Your goal: Copy exactly the lines from the beginning of the data down to and including the line holding "of the distant", without any pictures.

Saved entries:
↓
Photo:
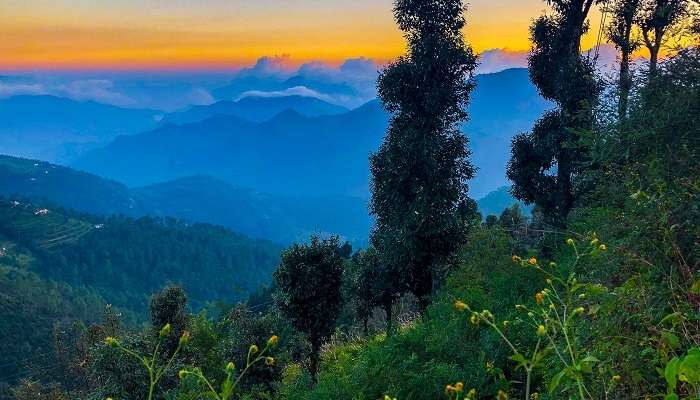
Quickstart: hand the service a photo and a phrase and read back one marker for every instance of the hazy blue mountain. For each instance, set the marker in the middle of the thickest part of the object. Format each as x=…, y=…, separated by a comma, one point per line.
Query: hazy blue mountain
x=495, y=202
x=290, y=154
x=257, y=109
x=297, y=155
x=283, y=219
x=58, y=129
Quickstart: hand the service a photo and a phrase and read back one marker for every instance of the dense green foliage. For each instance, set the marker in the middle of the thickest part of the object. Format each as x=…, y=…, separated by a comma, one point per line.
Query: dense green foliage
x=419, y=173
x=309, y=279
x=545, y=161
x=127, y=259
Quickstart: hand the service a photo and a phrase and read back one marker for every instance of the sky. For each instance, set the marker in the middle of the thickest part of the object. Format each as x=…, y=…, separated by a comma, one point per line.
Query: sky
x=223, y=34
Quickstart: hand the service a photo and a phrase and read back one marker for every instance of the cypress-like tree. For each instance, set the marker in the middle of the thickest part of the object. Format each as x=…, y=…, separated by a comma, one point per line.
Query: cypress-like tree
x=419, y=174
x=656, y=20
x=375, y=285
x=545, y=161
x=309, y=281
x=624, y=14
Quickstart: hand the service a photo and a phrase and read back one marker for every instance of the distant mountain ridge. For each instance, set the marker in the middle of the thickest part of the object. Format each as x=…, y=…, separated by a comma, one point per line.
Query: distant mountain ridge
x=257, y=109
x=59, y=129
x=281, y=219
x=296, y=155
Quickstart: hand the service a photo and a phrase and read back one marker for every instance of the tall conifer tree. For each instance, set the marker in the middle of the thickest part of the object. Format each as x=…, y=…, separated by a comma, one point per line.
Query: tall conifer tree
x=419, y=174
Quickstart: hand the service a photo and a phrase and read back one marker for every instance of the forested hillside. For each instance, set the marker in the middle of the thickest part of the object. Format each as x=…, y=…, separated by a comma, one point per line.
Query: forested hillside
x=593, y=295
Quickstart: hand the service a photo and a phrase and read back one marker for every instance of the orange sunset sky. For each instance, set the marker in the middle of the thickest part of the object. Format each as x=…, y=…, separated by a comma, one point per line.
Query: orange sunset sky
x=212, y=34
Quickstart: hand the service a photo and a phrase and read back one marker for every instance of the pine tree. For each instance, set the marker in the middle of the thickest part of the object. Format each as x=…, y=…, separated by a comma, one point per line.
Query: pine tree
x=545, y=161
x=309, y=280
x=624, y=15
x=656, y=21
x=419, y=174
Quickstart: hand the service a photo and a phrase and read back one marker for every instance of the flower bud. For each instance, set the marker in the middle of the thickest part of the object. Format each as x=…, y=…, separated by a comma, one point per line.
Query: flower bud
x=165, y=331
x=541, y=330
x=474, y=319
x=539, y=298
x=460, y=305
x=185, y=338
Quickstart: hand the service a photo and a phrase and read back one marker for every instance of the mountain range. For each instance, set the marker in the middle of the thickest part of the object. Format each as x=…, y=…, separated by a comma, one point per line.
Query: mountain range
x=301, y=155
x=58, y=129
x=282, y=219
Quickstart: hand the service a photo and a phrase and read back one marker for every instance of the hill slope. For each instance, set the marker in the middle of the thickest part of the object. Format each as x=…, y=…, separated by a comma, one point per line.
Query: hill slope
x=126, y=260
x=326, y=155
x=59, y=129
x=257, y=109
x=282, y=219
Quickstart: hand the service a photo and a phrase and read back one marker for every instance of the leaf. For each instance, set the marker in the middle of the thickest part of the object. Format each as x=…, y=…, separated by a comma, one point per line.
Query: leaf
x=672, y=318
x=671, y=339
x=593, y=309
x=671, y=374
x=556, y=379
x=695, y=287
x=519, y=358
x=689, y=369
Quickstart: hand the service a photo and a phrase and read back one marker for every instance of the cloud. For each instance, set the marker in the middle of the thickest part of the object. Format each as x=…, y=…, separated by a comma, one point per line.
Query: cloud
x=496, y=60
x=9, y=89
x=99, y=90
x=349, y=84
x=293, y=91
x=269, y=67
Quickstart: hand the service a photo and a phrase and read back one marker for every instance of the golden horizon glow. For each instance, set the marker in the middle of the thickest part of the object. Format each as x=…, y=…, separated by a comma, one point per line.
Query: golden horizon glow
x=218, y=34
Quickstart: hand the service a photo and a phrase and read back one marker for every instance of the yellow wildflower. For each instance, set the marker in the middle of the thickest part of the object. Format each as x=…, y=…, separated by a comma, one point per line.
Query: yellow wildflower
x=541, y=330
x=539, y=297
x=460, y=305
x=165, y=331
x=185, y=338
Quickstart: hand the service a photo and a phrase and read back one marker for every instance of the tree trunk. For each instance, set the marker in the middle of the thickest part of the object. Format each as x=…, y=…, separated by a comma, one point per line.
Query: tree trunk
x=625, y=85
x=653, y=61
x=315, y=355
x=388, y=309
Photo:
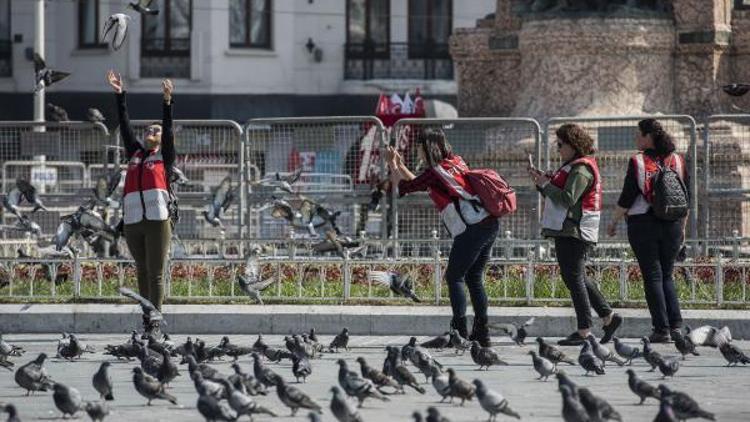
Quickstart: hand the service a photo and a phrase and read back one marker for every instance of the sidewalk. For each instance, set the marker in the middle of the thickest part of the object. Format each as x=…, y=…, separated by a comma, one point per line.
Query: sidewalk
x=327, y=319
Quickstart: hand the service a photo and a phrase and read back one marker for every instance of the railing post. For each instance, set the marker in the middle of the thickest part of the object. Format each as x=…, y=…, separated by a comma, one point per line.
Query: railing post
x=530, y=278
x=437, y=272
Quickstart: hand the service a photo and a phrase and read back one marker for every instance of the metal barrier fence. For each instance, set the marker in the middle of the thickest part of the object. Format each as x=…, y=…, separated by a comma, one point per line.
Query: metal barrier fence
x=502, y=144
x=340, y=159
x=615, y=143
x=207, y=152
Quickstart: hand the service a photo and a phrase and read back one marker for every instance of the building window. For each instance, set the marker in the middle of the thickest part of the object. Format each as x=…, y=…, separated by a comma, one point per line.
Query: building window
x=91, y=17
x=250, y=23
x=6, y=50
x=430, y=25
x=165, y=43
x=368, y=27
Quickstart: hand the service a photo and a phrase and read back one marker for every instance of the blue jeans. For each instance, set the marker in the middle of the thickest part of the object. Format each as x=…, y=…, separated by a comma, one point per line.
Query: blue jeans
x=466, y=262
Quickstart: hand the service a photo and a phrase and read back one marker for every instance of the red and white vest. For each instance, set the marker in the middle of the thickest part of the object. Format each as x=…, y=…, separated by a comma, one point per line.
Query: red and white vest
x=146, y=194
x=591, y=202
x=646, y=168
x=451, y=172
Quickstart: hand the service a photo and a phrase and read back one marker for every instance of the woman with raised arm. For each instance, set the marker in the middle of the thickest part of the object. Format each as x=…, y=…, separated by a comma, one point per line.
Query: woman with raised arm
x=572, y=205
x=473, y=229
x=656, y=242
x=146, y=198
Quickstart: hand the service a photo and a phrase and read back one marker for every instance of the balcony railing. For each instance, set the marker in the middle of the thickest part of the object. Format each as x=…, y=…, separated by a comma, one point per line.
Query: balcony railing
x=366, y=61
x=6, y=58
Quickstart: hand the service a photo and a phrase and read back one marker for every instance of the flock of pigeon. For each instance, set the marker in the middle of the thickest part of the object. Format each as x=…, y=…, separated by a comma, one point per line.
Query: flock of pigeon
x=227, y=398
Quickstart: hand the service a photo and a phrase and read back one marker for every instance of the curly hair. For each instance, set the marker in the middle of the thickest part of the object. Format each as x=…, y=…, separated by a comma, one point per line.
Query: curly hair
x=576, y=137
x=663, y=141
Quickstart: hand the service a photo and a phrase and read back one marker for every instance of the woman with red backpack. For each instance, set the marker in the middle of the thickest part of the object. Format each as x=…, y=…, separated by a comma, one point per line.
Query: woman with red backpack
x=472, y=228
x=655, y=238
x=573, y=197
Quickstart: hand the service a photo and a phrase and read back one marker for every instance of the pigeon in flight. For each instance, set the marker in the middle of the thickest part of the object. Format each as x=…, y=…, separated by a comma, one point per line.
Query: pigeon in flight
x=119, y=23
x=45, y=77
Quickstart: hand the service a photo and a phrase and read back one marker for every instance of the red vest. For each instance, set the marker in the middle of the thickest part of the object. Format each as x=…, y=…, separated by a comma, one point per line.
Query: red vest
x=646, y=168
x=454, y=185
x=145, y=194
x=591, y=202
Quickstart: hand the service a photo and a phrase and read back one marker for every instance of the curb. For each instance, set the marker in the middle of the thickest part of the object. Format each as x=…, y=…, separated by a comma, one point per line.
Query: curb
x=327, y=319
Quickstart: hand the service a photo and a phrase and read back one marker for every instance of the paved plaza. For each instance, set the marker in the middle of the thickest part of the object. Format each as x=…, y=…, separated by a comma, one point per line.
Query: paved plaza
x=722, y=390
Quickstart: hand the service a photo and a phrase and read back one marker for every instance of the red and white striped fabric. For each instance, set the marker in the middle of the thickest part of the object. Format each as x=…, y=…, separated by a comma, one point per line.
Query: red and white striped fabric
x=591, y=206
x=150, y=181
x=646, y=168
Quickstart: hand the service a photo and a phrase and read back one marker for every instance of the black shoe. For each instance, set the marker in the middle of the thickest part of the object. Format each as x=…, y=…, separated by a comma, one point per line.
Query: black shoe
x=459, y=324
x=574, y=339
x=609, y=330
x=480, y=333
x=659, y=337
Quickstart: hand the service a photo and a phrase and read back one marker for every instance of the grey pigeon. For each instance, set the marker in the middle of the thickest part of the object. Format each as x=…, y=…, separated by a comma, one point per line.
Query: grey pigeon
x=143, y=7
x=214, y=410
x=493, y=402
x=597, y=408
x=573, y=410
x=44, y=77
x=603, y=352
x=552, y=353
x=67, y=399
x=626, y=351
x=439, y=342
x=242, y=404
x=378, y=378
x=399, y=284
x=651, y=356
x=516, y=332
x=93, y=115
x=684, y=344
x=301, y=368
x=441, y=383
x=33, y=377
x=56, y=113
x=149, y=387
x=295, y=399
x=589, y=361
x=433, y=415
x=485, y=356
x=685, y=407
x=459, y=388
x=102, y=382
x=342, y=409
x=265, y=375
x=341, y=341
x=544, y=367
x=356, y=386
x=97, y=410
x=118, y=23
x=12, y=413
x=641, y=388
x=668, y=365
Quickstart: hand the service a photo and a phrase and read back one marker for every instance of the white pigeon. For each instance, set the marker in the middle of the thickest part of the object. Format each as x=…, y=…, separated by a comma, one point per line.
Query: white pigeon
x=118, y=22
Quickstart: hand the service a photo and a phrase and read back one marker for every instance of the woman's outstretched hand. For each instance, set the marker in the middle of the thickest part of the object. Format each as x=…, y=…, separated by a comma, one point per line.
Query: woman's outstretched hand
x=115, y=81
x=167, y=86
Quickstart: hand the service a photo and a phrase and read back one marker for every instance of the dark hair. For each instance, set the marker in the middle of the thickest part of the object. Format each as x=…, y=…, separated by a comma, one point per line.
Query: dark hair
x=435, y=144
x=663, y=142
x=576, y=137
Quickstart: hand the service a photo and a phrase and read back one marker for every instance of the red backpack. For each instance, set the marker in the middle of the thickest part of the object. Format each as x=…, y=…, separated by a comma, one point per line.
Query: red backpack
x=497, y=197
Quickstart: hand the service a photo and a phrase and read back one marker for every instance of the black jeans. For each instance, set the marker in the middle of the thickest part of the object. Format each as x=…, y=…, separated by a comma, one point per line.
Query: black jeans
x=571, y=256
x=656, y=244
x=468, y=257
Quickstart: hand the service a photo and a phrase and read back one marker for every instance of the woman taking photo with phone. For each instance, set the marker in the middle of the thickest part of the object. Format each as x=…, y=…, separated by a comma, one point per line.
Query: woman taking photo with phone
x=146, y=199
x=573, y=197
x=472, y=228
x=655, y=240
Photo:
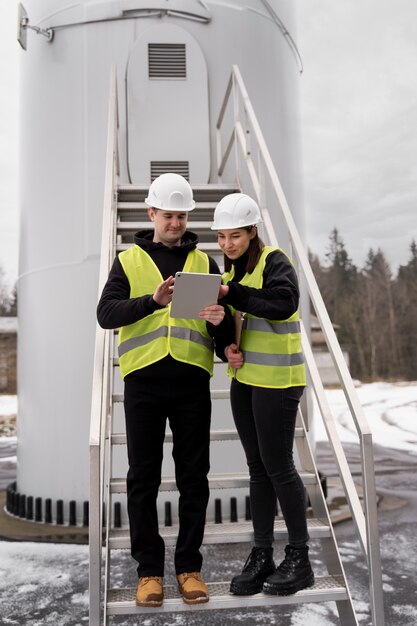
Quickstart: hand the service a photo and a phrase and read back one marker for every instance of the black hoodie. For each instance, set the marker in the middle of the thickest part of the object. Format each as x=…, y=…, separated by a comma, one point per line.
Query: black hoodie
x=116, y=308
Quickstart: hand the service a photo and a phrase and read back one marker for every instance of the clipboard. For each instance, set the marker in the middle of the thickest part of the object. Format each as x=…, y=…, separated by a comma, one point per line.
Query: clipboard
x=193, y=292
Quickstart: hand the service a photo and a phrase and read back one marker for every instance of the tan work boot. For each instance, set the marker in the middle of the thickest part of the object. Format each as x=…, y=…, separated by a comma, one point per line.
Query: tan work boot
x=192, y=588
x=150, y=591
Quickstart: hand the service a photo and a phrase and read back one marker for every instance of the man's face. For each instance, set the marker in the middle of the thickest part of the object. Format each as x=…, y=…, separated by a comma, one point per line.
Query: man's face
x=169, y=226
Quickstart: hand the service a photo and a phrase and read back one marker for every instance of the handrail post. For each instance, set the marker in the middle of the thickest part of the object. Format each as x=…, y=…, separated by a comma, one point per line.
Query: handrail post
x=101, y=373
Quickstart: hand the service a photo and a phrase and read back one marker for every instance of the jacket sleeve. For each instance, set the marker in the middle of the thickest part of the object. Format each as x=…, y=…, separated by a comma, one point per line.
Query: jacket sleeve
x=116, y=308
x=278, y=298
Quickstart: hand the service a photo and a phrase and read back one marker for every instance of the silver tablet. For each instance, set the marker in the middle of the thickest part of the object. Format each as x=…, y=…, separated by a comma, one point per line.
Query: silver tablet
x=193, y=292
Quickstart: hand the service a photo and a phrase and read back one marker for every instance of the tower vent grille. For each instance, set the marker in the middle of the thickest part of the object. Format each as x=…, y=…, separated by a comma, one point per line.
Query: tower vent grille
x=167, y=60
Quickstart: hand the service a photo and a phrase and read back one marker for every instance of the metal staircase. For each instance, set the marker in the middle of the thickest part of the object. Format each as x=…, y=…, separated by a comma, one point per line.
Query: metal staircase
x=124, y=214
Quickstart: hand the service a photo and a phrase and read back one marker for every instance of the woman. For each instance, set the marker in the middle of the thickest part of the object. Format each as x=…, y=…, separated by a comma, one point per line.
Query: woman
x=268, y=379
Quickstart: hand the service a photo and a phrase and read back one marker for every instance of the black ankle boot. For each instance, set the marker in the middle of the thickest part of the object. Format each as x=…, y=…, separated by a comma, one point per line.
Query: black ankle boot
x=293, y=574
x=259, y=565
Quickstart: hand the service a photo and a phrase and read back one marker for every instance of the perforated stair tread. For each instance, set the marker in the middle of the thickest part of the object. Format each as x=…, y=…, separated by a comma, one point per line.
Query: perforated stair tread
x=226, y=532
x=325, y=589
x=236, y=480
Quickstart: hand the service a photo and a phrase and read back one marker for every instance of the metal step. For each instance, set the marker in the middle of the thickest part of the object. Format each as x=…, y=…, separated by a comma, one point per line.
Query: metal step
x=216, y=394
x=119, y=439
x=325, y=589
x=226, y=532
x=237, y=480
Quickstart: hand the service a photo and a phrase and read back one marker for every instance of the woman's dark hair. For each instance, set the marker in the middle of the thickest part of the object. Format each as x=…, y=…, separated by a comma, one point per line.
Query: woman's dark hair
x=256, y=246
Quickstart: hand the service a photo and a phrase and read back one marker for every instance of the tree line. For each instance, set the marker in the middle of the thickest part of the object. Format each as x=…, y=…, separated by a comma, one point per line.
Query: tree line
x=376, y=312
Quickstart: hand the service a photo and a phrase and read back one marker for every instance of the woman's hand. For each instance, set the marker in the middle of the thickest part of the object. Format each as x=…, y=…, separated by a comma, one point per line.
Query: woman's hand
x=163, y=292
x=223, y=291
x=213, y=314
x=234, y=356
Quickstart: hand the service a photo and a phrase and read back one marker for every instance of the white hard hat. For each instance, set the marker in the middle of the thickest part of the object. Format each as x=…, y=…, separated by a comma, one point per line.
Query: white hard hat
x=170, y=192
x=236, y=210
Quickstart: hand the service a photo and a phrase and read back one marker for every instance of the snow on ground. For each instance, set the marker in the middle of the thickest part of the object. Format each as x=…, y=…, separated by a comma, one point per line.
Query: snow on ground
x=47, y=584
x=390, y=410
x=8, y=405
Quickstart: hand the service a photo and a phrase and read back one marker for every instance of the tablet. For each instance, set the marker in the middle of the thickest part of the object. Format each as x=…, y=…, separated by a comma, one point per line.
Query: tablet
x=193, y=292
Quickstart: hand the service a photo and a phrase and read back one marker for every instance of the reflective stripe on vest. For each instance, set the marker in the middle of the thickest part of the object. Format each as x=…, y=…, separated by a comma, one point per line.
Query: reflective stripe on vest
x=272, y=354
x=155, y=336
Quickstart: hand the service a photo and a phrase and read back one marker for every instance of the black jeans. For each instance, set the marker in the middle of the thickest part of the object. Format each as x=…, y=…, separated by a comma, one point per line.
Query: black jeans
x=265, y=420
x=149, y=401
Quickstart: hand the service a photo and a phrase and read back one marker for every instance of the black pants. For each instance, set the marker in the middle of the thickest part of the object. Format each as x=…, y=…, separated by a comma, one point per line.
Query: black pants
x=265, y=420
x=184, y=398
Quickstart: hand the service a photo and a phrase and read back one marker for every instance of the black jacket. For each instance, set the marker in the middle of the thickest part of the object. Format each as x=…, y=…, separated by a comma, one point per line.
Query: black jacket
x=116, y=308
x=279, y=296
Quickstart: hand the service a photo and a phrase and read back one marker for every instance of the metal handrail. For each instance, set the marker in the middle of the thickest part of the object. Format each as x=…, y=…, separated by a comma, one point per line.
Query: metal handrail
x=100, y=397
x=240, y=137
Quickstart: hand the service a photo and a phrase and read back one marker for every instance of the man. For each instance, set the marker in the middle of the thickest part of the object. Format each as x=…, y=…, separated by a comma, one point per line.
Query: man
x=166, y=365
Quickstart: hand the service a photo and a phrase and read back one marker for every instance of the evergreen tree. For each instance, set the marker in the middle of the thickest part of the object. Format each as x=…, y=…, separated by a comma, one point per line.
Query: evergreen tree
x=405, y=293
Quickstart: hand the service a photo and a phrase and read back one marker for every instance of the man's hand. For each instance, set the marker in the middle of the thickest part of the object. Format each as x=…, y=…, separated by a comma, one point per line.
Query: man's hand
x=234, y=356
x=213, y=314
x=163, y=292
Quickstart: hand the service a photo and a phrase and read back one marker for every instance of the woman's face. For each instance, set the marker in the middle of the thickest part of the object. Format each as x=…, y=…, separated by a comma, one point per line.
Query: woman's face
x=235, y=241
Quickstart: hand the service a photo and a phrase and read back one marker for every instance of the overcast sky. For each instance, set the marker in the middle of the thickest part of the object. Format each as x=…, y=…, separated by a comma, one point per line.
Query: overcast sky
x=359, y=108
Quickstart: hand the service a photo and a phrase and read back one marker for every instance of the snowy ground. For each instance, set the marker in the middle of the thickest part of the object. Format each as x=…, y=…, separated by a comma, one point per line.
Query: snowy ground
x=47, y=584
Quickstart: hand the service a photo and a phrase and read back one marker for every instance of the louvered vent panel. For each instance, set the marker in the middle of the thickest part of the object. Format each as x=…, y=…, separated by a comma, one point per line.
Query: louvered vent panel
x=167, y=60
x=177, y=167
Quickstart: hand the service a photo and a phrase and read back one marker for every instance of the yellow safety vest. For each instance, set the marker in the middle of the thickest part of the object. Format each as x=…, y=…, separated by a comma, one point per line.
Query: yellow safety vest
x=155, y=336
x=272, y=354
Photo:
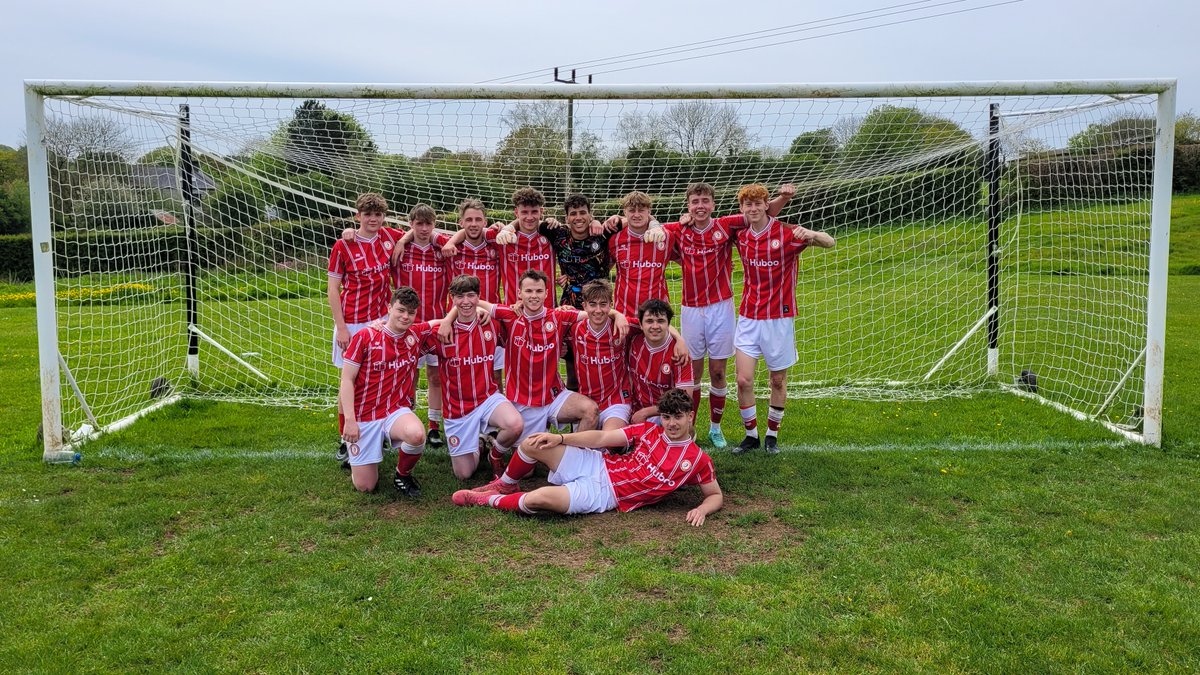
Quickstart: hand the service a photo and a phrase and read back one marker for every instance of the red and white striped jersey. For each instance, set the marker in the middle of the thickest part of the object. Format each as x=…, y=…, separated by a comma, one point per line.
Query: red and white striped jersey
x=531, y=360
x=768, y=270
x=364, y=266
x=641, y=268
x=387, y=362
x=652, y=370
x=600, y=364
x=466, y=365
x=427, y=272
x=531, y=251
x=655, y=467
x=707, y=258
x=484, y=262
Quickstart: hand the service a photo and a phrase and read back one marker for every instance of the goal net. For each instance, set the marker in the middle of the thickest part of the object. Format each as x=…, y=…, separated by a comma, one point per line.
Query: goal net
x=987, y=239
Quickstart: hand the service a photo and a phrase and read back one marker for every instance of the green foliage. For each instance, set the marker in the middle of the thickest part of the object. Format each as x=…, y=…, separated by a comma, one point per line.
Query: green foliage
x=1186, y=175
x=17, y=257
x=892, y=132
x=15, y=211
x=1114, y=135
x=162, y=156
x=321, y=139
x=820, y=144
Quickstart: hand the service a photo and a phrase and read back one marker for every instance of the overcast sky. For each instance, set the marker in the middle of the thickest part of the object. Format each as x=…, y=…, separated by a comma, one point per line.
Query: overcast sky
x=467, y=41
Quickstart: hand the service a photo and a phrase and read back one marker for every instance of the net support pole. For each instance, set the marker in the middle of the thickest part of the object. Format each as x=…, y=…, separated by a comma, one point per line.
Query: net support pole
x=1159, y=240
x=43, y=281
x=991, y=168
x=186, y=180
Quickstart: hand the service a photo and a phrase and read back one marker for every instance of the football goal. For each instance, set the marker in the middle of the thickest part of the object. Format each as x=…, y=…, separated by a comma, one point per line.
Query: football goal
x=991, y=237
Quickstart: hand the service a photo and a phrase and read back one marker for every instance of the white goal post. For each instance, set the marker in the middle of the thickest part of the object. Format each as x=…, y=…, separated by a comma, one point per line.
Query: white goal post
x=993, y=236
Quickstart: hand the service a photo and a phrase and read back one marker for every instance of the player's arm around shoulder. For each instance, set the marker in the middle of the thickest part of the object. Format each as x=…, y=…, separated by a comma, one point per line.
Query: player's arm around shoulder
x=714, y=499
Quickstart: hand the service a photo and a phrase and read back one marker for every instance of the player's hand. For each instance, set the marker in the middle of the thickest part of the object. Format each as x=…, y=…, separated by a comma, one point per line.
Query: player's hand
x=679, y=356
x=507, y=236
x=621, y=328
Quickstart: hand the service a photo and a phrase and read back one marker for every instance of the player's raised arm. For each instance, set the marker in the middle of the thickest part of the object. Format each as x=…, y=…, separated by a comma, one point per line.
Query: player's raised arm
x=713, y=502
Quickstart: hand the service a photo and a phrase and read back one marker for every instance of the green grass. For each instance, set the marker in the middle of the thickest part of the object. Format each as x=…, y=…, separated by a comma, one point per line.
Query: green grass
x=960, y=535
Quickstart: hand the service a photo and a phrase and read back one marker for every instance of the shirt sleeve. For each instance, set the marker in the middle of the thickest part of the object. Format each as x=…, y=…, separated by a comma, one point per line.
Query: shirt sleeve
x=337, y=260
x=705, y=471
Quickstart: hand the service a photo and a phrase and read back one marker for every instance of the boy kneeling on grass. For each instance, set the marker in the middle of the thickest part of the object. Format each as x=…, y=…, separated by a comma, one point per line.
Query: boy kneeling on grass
↑
Solution:
Photo:
Quickstart: hand the service a photo and a phrase and read back one marker for every instance of the hazy blue mountain. For each instance, set the marker in the middle of the thickest part of the object. Format each as x=…, y=…, separated by a comma, one point per line.
Query: hazy blue mountain
x=495, y=202
x=290, y=154
x=257, y=109
x=297, y=155
x=283, y=219
x=58, y=129
Quickstart: hand the service a photo and a phrase and read back one marker for every instance of the dense green foliage. For each instance, set the marker in the middle of the thickest part of the object. Format each as x=…, y=…, separated by a comma, one point per line.
Query: dense green foliage
x=419, y=173
x=309, y=279
x=545, y=161
x=127, y=259
Quickstart: hand the service a photo and a phrase and read back one marker for every instance of the sky. For each instance, set the marker in the middle of the thickest part of the object. Format each as x=…, y=…, separated by a comma, one point per line.
Query: sky
x=223, y=34
Quickstart: hand the service a photo and a phrase and read back one marker for every instance of the cypress-like tree. For each instance, set the marker in the middle of the thickest part of the object. Format each as x=…, y=…, separated by a comma, one point per line.
Query: cypress-like tree
x=419, y=174
x=656, y=20
x=375, y=285
x=545, y=161
x=309, y=281
x=624, y=14
Quickstart: hand the service a photo and a phrase and read back one marker for every instance of the distant mountain ridge. For each instance, set the marker in the middle of the thickest part of the object. Format each as x=…, y=…, separated by a comma, one point per line.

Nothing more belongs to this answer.